══ Teks dokumen
Adang Sudrajat: Sistem JKN Jadikan Dokter pada FKTP Ibarat Sapi Perahan Saja
Jakarta, sinpo.id - Adang Sudrajat yang merupakan Anggota Komisi IX DPR RI mengatakan, bahwa sistem Jaminan Kesehatan Nasional (JKN) menjadikan Dokter pada Fasilitas Kesehatan Tingkat Pertama (FKTP) sebagai sapi perahan saja. Imbalan yang didapat tenaga kesehatan berdasar perhitungan tiap pasiennya senilai dengan Rp 2000 dan ini hanya setara dengan 10 persen dari tarif tukang pangkas rambut paling rendah.
════
══ Materi yang diberikan
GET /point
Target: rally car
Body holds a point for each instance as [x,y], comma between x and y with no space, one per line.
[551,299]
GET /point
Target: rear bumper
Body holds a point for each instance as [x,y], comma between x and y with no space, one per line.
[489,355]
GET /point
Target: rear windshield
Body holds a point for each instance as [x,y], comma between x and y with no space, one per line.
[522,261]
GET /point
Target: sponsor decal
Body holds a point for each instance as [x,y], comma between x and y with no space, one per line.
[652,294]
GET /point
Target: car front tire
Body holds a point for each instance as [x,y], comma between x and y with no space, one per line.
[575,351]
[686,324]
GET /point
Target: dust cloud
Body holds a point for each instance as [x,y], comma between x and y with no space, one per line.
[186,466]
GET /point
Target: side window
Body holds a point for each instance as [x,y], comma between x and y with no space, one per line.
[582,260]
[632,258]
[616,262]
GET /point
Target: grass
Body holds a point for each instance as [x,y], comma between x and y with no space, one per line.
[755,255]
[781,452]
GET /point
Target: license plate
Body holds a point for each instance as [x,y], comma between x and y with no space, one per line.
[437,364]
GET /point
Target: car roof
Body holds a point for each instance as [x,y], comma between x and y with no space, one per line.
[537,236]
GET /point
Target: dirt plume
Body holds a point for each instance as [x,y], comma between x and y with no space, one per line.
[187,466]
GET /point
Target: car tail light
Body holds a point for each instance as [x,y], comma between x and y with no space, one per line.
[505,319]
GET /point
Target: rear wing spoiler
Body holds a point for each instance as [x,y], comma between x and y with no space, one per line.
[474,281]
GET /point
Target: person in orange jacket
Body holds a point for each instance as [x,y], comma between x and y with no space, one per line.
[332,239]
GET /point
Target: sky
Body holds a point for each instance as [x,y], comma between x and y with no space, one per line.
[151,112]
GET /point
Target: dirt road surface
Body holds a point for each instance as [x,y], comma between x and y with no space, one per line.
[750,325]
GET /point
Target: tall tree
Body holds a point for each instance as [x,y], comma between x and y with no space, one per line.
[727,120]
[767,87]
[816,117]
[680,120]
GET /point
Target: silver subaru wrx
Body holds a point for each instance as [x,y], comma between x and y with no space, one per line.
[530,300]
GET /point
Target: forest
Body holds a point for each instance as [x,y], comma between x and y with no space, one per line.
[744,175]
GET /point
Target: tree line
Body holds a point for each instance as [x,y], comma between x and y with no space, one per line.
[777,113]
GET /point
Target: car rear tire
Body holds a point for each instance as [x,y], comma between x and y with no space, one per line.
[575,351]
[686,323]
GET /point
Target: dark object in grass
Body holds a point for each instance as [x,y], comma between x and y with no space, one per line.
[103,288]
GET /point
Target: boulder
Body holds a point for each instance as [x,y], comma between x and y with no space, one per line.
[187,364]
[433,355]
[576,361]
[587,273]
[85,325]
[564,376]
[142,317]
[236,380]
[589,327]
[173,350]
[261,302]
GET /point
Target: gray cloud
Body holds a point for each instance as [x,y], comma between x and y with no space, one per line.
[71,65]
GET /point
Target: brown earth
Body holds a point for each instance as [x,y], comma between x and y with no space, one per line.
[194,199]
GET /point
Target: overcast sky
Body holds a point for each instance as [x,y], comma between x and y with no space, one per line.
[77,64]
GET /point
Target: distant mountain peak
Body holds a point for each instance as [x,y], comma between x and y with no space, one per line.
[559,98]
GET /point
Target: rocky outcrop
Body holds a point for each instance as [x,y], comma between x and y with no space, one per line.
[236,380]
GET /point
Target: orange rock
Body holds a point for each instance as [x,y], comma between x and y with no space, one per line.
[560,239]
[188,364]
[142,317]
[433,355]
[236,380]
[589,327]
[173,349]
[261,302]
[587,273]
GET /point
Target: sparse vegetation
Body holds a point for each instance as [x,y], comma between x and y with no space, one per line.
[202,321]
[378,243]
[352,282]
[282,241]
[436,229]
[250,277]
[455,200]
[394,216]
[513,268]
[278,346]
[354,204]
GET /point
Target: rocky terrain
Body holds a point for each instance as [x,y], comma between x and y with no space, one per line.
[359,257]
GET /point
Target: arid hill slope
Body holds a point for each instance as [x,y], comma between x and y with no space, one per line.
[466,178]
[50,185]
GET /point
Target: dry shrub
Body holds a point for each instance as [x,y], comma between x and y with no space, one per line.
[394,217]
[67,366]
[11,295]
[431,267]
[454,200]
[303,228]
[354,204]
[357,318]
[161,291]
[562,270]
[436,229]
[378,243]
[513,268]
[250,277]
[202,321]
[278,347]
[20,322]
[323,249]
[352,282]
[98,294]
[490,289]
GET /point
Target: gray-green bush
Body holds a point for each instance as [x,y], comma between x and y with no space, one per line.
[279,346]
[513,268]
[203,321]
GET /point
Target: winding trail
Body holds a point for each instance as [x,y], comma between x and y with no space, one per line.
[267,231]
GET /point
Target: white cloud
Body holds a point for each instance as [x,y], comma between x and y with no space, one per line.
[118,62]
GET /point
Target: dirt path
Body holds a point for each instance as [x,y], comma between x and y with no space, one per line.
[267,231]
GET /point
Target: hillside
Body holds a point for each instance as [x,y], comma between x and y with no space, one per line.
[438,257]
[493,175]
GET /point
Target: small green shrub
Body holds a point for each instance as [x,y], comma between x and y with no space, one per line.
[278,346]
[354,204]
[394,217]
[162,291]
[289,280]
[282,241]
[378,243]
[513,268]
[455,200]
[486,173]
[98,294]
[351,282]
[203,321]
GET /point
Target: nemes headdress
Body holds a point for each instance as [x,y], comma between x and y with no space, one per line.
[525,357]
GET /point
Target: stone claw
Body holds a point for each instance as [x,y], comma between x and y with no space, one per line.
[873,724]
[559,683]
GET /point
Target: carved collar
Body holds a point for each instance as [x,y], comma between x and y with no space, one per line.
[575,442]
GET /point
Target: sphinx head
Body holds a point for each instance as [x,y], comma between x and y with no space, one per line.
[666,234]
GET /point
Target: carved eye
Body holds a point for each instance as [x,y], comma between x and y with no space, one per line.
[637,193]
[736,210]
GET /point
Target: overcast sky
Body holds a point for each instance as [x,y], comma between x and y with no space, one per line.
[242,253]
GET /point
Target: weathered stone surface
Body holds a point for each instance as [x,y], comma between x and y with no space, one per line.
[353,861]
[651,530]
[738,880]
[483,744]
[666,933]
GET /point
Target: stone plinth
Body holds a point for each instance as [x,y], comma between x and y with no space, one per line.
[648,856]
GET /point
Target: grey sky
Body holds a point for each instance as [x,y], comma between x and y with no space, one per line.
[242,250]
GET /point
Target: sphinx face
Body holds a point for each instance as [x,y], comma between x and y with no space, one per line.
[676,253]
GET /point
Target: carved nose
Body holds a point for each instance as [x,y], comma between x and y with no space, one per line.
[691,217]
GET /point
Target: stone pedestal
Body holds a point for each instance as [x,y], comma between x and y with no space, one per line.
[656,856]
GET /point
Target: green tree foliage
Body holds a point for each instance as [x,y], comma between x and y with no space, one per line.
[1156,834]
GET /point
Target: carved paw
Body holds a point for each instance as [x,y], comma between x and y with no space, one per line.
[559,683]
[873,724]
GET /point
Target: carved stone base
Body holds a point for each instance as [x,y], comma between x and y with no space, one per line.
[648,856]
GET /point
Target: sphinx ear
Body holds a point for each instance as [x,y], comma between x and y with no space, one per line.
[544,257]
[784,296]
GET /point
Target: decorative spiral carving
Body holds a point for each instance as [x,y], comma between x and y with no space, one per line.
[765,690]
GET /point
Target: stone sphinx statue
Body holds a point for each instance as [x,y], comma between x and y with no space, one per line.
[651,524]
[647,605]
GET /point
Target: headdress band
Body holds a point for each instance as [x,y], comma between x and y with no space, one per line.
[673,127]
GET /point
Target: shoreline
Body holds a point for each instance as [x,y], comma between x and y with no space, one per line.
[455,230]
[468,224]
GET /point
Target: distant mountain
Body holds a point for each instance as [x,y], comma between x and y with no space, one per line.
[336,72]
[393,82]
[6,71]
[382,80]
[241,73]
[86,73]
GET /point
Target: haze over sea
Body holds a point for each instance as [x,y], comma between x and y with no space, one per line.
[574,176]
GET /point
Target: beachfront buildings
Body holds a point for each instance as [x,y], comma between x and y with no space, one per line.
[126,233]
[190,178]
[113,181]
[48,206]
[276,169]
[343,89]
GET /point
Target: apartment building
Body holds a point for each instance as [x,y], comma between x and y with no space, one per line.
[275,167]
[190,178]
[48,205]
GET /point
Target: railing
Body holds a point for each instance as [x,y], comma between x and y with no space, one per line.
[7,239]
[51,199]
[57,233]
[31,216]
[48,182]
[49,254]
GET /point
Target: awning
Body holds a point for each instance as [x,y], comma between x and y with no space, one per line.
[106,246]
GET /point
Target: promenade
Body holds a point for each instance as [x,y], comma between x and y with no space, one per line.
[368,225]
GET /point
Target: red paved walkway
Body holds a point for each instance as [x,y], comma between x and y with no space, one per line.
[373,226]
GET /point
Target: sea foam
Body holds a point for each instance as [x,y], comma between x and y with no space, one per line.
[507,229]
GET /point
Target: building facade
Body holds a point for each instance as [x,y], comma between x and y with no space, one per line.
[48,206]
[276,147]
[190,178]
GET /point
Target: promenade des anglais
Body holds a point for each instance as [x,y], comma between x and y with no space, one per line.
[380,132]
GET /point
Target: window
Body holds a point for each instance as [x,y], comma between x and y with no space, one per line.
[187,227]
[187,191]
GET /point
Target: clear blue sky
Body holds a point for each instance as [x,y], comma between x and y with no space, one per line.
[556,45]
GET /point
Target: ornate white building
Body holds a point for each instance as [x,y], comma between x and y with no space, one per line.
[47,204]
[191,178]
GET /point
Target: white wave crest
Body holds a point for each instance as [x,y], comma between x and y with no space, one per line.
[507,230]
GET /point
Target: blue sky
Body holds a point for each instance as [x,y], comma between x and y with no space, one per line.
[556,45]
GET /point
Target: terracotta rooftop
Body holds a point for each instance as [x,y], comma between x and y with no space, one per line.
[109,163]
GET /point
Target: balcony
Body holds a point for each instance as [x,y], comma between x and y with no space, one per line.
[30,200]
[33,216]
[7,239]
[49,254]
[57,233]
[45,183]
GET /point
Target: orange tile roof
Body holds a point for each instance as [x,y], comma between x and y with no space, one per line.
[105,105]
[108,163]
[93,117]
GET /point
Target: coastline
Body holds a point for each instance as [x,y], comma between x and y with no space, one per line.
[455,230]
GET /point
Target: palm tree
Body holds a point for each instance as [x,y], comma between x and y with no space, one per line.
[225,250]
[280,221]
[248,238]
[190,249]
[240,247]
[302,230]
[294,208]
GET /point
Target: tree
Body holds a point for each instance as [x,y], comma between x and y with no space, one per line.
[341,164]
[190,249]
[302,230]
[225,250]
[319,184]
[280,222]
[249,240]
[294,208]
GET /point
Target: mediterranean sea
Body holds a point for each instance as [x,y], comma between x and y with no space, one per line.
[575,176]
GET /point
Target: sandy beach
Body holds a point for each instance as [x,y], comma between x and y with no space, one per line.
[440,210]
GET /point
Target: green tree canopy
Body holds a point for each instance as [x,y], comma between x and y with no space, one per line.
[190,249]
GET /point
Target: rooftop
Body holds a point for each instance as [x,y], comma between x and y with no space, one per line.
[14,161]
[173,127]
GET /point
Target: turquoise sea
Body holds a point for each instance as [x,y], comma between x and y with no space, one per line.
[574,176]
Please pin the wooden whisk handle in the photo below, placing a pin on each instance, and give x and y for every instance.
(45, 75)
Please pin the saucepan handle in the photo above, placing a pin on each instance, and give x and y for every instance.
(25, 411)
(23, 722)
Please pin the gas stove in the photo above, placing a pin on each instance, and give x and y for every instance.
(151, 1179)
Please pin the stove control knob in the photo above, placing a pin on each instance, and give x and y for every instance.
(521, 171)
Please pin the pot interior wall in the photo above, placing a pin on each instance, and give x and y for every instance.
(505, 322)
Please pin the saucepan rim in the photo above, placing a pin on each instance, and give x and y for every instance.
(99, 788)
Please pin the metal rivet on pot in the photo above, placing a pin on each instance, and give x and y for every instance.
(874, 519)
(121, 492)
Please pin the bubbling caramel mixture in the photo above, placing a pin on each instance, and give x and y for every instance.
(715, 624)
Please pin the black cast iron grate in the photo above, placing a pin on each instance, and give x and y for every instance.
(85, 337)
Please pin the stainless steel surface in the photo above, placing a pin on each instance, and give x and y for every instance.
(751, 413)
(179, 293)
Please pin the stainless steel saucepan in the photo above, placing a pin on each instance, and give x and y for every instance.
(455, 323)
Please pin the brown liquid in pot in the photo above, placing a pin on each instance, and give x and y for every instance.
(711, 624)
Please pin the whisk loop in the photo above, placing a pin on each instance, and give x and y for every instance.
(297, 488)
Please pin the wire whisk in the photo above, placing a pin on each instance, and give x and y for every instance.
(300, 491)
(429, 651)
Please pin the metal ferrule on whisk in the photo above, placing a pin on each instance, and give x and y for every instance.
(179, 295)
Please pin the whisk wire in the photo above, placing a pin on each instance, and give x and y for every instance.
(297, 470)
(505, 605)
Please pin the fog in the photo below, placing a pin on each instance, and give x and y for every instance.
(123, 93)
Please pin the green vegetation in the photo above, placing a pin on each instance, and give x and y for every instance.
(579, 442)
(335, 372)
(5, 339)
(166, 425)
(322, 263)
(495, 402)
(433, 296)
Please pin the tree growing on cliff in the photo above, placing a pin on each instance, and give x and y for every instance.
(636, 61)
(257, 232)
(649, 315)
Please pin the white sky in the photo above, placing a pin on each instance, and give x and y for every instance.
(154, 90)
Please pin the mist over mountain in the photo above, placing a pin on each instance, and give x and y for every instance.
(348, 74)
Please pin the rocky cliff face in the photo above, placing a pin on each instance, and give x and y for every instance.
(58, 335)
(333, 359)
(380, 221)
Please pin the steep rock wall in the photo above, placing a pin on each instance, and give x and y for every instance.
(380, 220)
════
== Tugas ==
Ketik ulang tanpa perubahan bagian teks dokumen tentang sistem JKN, mulai dari "Adang Sudrajat: Sistem" sampai "rambut paling rendah.".

== Hasil di bawah ==
Adang Sudrajat: Sistem JKN Jadikan Dokter pada FKTP Ibarat Sapi Perahan Saja
Jakarta, sinpo.id - Adang Sudrajat yang merupakan Anggota Komisi IX DPR RI mengatakan, bahwa sistem Jaminan Kesehatan Nasional (JKN) menjadikan Dokter pada Fasilitas Kesehatan Tingkat Pertama (FKTP) sebagai sapi perahan saja. Imbalan yang didapat tenaga kesehatan berdasar perhitungan tiap pasiennya senilai dengan Rp 2000 dan ini hanya setara dengan 10 persen dari tarif tukang pangkas rambut paling rendah.